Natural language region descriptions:
/---

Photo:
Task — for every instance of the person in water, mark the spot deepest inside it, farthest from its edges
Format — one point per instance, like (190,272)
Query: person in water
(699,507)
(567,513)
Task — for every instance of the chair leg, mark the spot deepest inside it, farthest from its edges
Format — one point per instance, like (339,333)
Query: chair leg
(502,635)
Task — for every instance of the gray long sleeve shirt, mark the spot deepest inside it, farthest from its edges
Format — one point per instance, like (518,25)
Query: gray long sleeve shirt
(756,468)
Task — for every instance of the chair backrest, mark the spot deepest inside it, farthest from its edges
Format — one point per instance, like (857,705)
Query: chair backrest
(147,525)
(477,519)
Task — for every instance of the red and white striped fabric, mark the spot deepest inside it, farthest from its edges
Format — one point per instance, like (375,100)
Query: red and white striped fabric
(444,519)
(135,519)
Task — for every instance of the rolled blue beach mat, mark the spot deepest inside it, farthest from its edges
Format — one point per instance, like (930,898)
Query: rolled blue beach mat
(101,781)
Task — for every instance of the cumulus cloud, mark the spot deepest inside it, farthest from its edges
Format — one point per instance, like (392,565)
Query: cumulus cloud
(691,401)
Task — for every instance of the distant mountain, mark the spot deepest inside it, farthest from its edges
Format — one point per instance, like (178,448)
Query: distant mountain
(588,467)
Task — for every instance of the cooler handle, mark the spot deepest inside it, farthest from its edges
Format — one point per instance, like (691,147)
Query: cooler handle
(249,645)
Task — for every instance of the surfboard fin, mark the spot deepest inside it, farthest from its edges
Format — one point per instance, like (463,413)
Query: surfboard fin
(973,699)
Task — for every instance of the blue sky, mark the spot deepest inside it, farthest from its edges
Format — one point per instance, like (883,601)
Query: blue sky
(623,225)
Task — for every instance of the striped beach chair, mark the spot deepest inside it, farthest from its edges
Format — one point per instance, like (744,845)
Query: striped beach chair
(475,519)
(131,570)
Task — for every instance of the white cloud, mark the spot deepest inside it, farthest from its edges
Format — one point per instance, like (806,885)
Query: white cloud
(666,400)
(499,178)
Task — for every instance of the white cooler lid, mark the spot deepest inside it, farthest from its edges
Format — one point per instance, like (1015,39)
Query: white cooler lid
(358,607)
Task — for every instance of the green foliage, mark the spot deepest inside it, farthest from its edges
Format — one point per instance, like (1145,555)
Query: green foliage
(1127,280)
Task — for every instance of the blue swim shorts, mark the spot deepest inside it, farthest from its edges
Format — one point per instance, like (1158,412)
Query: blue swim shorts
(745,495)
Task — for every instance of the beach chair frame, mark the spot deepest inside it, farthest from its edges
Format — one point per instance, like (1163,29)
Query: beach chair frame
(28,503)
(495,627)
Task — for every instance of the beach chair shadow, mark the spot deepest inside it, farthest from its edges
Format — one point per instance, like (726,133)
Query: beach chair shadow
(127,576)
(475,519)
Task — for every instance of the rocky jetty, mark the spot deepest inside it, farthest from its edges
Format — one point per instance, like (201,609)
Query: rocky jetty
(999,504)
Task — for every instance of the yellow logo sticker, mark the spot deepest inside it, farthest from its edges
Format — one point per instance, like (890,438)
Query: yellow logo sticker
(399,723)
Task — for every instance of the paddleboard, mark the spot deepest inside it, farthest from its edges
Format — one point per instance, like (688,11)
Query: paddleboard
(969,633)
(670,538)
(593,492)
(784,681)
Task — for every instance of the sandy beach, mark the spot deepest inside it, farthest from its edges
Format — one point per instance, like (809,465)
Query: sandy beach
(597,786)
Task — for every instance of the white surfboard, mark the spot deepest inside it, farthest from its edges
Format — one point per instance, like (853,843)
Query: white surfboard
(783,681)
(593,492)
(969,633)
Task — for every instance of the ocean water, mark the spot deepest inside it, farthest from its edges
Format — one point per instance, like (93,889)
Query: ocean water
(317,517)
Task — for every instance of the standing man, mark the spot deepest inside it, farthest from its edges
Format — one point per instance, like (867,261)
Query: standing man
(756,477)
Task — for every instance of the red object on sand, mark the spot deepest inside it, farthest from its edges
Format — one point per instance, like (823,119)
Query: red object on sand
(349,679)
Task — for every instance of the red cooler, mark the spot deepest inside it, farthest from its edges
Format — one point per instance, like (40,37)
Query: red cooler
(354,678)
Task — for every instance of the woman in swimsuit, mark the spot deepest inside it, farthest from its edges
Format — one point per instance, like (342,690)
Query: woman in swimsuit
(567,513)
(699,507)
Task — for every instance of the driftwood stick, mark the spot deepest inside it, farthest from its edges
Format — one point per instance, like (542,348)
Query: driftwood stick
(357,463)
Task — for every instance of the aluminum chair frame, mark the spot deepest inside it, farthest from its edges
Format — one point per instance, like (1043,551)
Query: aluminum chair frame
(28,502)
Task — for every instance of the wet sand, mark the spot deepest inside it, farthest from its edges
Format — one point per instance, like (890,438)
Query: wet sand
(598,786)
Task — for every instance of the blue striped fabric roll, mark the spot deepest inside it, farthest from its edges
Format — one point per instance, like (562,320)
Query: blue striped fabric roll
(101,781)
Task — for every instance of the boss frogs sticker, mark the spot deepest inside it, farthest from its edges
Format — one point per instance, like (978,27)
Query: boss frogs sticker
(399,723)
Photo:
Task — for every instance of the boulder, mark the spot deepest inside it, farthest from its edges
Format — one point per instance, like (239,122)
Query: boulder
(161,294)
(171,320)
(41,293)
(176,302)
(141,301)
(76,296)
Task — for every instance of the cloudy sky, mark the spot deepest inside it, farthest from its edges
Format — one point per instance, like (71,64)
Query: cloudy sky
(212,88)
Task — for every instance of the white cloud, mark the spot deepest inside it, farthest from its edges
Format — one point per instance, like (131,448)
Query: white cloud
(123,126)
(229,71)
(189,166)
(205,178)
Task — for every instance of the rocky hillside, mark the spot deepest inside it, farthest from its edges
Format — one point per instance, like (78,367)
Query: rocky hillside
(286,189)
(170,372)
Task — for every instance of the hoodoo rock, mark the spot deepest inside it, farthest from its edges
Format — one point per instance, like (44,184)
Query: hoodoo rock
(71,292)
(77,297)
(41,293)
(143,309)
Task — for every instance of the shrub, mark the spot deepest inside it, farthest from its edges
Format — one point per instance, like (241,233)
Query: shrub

\---

**WORK TO BE COMPLETED**
Please give back, exactly as it stands above, the stretch from the line with "Format — one point per instance, like (542,348)" through the line with "Task — for every instance of the blue striped", and no line outside it.

**FINISHED TASK**
Format — one point per instance, like (542,348)
Query: driftwood stick
(357,463)
Task — for every instance of the aluminum chair frame, mark the spot deepest inside it, farthest from its edges
Format — one point per instance, like (1043,551)
Query: aluminum chair frame
(28,502)
Task — for every instance of the wet sand, mark the spot deepest inside it, farthest from its edges
Format — one point per instance, like (890,438)
Query: wet sand
(598,786)
Task — for every instance of the blue striped fabric roll, mark the spot deepest inside it, farthest from its edges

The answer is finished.